Set task
In the thread on permutation in cryptography, what do the P-Boxes in each round of DES do? Please answer in one sentence.

## BEGIN Excerpted text

# What's 'permutation' in cryptography?

## dE_logics

If you believe the Internet it's long forgotten.

It's some undocumented procedure to juggle around bits of a block (for a block cipher), e.g. -- 

1,2,3,4,5,6,7,8,9,10 will juggle to -- 

3,5,2,7,4,10,1,9,8,6

----------

## John R. Graham

It's not forgotten; it's just trivially weak, falling into the class called substitution ciphers. Any operation that has the property that, if you change one bit of the input, then exactly one bit of the output changes, is useless in cryptography. See also Ceaser Cipher.

- John

----------

## smartass

Formally a permutation is a bijection (one-to-one function) on the elements of {1 .. n } (set of numbers from 1 to n). The numbers 1 to n could be indices of some array of letter, bytes, etc. 

As John has said, it's quite weak, but it's one of the building blocks of discrete mathematics which is used in cryptography, so that's why you might have come across it.

----------

## dE_logics

It's used in DES. That's why I needed it.

I'll see to Ceaser Cipher and revise sets.

But can someone link an article?

----------

## John R. Graham

Not alone, but I think understand the ask a little better. It's because it's a well understood mathematical concept. (What is this "addition" that you speak of? Where is the instructional material?) DES was the first of a class of encryption algorithms called Feistel Ciphers. (An associate of mine was at IBM when Feistel invented it.) Wiki has some good material. In the context of DES, the P-Boxes of each round of the DES algorithm rearrange the bits in an intermediate result block. Any rearrangement is a "permutation" and, in this context, that's all that it means. However, choosing the rearrangement pattern is part of the art of a good cipher, something I don't have the math to fully comprehend myself. (Cryptanalysis is a very narrow speciality and, although I'm a security architect, I'm a neophyte in that field.)

If you've got specific questions, go ahead & ask.  :Wink: 

- John

----------

## dE_logics

 *smartass wrote:*   

> Formally a permutation is a bijection (one-to-one function) on the elements of {1 .. n } (set of numbers from 1 to n). The numbers 1 to n could be indices of some array of letter, bytes, etc. 
> 
> As John has said, it's quite weak, but it's one of the building blocks of discrete mathematics which is used in cryptography, so that's why you might have come across it.

 

But in Simplified DES, what's the relation?

----------

## John R. Graham

I'd never heard of Simplified DES but I imagine it has S-Boxes and P-Boxes, just like standard DES. (See my post just before your last one.)

-  John

----------

## dE_logics

 *John R. Graham wrote:*   

> Not alone, but I think understand the ask a little better. It's because it's a well understood mathematical concept. (What is this "addition" that you speak of? Where is the instructional material?) DES was the first of a class of encryption algorithms called Feistel Ciphers. (An associate of mine was at IBM when Feistel invented it.) Wiki has some good material. In the context of DES, the P-Boxes of each round of the DES algorithm rearrange the bits in an intermediate result block. Any rearrangement is a "permutation" and, in this context, that's all that it means. However, choosing the rearrangement pattern is part of the art of a good cipher, something I don't have the math to fully comprehend myself. (Cryptanalysis is a very narrow speciality and, although I'm a security architect, I'm a neophyte in that field.)

## END Excerpted text
## BEGIN Data supplied

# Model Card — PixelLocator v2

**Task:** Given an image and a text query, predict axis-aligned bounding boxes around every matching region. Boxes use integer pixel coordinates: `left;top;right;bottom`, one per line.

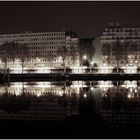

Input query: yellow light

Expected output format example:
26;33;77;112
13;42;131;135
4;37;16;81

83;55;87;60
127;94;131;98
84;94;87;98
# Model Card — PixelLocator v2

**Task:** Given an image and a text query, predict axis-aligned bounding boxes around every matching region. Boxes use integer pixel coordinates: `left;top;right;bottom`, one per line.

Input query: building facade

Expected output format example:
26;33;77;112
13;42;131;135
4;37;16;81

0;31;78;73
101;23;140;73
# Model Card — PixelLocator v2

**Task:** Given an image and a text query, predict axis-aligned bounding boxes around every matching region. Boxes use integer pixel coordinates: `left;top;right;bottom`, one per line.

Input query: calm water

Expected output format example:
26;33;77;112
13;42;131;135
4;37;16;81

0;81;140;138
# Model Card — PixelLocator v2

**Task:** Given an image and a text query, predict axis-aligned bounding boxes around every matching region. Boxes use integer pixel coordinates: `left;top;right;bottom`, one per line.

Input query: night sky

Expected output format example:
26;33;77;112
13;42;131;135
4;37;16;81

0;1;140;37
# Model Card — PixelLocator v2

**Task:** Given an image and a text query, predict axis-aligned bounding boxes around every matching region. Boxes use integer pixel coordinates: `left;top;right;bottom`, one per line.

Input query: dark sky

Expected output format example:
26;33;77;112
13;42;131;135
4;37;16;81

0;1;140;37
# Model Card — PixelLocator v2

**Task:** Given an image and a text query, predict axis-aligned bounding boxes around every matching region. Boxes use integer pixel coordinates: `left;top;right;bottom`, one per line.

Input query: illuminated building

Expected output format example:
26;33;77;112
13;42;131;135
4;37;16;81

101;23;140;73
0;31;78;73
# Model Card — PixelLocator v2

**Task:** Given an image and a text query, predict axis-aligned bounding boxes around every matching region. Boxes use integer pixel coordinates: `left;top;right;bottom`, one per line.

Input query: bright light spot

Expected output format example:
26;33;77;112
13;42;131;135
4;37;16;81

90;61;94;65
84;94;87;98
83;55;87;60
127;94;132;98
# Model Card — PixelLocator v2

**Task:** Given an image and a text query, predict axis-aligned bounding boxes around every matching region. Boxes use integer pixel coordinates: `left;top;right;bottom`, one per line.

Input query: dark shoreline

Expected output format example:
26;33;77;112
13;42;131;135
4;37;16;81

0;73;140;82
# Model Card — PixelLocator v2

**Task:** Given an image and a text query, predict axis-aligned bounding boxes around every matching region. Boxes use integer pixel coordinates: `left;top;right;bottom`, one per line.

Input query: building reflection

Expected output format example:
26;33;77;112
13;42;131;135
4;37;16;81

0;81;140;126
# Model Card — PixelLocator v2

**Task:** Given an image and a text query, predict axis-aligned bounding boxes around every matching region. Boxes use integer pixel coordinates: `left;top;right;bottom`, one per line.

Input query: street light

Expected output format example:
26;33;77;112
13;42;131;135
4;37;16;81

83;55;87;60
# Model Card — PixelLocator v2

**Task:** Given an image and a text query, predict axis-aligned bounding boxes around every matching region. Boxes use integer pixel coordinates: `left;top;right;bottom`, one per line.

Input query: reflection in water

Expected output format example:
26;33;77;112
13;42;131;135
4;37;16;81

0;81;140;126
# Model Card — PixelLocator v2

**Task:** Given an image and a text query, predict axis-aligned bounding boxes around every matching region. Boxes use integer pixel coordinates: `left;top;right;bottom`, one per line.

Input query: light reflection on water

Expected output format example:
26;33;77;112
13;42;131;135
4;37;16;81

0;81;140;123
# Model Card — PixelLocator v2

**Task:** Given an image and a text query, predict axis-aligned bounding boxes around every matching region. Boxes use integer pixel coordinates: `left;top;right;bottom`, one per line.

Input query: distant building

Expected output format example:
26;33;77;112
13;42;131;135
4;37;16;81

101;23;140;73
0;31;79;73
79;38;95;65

## END Data supplied

Reply
They rearrange the bits in an intermediate result block.